● **WORK INSTRUCTIONS**
Down to the last line, restate the material below exactly.

● **THE DATA**
====

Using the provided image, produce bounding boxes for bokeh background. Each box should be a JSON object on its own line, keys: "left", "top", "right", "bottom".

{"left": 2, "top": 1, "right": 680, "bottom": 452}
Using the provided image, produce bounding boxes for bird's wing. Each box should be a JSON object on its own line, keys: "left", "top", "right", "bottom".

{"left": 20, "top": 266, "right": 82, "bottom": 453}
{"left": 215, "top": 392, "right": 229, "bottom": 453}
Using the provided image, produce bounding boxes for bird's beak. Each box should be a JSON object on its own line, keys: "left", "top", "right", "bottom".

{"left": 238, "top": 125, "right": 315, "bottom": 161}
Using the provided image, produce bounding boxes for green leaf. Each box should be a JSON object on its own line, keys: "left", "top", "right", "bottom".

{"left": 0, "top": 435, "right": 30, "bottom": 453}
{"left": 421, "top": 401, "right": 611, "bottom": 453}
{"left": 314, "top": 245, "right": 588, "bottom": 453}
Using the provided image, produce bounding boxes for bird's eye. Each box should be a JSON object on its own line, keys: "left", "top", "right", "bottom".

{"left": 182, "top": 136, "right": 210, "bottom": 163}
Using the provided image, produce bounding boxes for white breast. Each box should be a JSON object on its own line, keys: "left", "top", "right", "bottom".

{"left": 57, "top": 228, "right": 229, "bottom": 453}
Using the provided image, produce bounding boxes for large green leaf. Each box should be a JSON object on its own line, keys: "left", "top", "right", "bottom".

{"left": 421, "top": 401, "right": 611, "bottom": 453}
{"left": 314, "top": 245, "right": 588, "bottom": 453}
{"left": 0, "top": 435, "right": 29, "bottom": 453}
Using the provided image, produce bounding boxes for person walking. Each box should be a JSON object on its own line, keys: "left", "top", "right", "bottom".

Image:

====

● **REPLY TO THE EXERCISE**
Using the provided image, produce bounding boxes for bokeh background. Each box should be a JSON object on its own line, keys: "left", "top", "right", "bottom".

{"left": 2, "top": 1, "right": 680, "bottom": 452}
Using the provided image, produce bounding boxes for bird's wing. Each box should be a JSON object on its own line, keys: "left", "top", "right", "bottom".

{"left": 20, "top": 266, "right": 82, "bottom": 453}
{"left": 215, "top": 392, "right": 229, "bottom": 453}
Using the provided image, produce bounding boxes for bird's beak. Each box should be a JSON object on its own line, keys: "left", "top", "right", "bottom".

{"left": 238, "top": 125, "right": 315, "bottom": 161}
Using the provided image, produce bounding boxes for green leaf. Each box should be a JSON object on its own line, keys: "left", "top", "right", "bottom".

{"left": 0, "top": 435, "right": 30, "bottom": 453}
{"left": 421, "top": 401, "right": 611, "bottom": 453}
{"left": 314, "top": 245, "right": 588, "bottom": 453}
Using the provided image, produce bounding boxes for bird's eye. Each box should be a JSON object on its own line, keys: "left", "top", "right", "bottom".

{"left": 182, "top": 136, "right": 210, "bottom": 163}
Using the provided image, produce bounding boxes for white breast. Each box should be a JSON object on its own line, keys: "left", "top", "right", "bottom".

{"left": 57, "top": 228, "right": 229, "bottom": 453}
Using the provided image, produce bounding boxes for large green leaf. Each box should be a JSON object on its own line, keys: "left", "top", "right", "bottom".

{"left": 421, "top": 401, "right": 611, "bottom": 453}
{"left": 314, "top": 245, "right": 588, "bottom": 453}
{"left": 0, "top": 435, "right": 29, "bottom": 453}
Using the provided image, produce bounding boxes for person walking. Each box should be a JSON object on its own line, keys: "left", "top", "right", "bottom".

Image:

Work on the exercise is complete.